- **TEXT BLOCK**
Since Jim died, and as the years have gone by on the Net and through the Internet, I’ve met so many people I never would have any other way that I see how shocking it must be to others now. It still is not to me (nor professional reviewers) — it’s what a lot of people (much less theatrically) do. It is a wild extrapolation from Campion’s imagination of what the inner repressed life’s imaginings of the heroine of Jane Mander’s River story might feel married to one man she does not love, living side-by-side in love with another, a close associate of her husband’s whom she does love and loves her.

Here is an insightful review in The Guardian: the reviewer are like me: don’t find it shocking. I also see why it was called Brontesque — she seems a refugee from a Wuthering Heights movie gotten lost at a strange beach; or the feeling like Jane Eyre. But it is also a modern fantastical development out of an idea about the inner life of the woman settler colonialist at the center of a classic 1920 novel.

I was shaken today when I came to the end of Kazuo Ishiguro’s Never Let Me Go. I began it as the best way to enlarge my understanding of Ishiguro as he has not published any non-fiction, life-writing or literary criticism, and there are as yet few books on him. Well, I had a hard time putting the book down. My intensity and its irresistibility for me reminded me of when I first read The Remains of the Day or read When We Were Orphans for the first time (as a page-turner! to see if our hero-detective can find his parents). I call these compulsive reading books. It’s not that common with me that this happens.


Carey Mulligan again, this time as Kathy H.

I keep wanting to go on and it’s not because I don’t know what’s to come as I saw the movie.

- **PROBLEM DESCRIPTION**
Can you pick up the passage about Campion's film and Ishiguro's Never Let Me Go right after its last sentence and keep writing it?

- **THE DATA**
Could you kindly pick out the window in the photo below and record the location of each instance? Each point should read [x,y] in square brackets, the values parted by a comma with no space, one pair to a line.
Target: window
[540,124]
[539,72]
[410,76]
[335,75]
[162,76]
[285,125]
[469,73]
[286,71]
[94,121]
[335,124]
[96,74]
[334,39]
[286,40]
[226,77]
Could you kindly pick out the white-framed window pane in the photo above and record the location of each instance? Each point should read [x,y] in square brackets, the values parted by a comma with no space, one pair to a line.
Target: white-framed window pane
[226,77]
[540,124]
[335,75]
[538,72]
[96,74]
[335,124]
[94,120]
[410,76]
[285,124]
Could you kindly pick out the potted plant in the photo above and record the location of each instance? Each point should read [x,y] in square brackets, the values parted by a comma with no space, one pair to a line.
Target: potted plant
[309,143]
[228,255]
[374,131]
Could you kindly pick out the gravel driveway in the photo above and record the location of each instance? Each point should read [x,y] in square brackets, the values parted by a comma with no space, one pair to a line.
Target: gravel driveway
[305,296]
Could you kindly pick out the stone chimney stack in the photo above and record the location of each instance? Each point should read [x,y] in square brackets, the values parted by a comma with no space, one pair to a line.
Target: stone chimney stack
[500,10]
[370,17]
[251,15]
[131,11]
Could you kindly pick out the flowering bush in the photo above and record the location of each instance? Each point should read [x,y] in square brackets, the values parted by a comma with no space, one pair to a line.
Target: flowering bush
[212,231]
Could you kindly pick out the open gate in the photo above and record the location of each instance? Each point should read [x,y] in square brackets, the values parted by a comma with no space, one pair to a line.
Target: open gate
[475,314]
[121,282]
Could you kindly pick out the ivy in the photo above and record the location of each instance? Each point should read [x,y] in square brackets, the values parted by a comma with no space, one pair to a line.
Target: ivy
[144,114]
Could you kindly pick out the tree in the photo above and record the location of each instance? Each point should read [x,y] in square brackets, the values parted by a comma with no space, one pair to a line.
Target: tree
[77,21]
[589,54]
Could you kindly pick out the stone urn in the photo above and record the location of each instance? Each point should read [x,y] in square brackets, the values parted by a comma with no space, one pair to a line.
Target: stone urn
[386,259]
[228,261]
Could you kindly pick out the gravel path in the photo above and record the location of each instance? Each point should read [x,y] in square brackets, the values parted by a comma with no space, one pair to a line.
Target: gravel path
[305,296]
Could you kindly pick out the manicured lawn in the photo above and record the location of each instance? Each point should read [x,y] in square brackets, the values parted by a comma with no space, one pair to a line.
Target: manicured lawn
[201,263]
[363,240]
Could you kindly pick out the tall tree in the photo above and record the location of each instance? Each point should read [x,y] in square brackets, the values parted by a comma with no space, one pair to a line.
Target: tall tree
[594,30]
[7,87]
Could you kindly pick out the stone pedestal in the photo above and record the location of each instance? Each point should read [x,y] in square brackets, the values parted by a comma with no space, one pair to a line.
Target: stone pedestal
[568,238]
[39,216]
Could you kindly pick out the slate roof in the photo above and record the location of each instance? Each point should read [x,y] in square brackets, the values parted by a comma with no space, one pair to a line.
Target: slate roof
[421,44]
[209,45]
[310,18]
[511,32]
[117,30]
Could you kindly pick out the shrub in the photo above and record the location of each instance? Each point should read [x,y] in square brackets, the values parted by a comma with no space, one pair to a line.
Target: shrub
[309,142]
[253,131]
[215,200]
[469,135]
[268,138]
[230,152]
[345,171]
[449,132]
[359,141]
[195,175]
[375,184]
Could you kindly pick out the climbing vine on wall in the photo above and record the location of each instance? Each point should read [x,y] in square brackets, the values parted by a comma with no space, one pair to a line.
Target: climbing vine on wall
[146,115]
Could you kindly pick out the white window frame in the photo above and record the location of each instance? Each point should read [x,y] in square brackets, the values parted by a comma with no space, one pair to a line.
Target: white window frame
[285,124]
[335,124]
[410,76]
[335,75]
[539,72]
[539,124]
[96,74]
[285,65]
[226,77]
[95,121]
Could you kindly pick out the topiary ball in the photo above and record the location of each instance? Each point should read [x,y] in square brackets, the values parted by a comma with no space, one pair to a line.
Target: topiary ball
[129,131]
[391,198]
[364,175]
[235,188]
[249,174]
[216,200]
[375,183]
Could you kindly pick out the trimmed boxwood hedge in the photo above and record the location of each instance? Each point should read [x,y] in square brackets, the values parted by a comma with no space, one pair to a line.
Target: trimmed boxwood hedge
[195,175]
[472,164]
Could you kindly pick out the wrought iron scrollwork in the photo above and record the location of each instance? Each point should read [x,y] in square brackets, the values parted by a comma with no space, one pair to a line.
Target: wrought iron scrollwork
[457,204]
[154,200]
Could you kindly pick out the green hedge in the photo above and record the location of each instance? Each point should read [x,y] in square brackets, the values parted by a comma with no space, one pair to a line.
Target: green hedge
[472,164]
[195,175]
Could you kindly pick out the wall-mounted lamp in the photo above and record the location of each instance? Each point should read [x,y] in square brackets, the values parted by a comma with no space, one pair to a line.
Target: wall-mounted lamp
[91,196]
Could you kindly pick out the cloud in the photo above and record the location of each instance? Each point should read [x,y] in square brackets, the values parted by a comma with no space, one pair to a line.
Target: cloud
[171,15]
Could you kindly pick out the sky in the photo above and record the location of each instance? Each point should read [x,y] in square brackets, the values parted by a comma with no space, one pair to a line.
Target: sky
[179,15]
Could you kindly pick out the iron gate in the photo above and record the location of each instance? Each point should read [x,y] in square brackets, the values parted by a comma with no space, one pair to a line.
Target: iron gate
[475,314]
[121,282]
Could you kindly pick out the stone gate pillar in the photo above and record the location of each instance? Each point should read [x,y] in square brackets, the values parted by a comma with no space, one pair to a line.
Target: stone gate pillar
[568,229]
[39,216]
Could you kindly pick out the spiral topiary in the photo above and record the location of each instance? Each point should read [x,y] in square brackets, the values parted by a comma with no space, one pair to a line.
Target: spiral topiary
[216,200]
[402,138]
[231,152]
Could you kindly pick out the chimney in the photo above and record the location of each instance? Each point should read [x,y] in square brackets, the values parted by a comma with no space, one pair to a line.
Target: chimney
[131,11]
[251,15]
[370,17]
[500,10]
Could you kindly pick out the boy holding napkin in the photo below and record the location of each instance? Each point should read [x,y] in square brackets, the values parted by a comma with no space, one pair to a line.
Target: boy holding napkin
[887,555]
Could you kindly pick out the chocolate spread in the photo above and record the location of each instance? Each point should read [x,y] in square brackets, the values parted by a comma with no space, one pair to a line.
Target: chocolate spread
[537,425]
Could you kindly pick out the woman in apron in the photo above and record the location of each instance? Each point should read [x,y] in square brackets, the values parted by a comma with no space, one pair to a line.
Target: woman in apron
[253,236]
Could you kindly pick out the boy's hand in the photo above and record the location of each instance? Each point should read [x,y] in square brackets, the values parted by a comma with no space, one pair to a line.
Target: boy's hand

- **RESULT OF THIS EXERCISE**
It is nowhere as chilling or terrifying as the movie was to me: the story gradually unfolds as a science fiction of the kind Michel Faber wrote in Under the Skin — not obvious at first and then devastating: our beloved characters turn out to be clones invented so their organs can be harvested for the human race with each one of them dying as their “donations” deplete them literally. As in The Remains of the Day (and When we were Orphans) the “person” of the novel is a “you” — the narrator, Kathy H., addresses herself in this case to the reader whose “right” to be in the book is questionable. I become involved with type of character and mood Ishiguro is so successful at creating (as far as I am concerned: I’d call it harrowing haunted without knowing quite why. I am not anguished; I identify and find that the narrator is having good and deep experiences growing up (the book is about adolescence in a generous school environment) but somehow I’m unnerved by these hints of what’s to come, the way the book swerves back and forth on intangible incidents of a kind I recognize are almost everyday. There are also so many beautiful landscapes (as in Remains of the Day) that we are invited to revel in. Ishiguro’s are symbolic books with what Judith Wilt said were “ghosts of the gothic.”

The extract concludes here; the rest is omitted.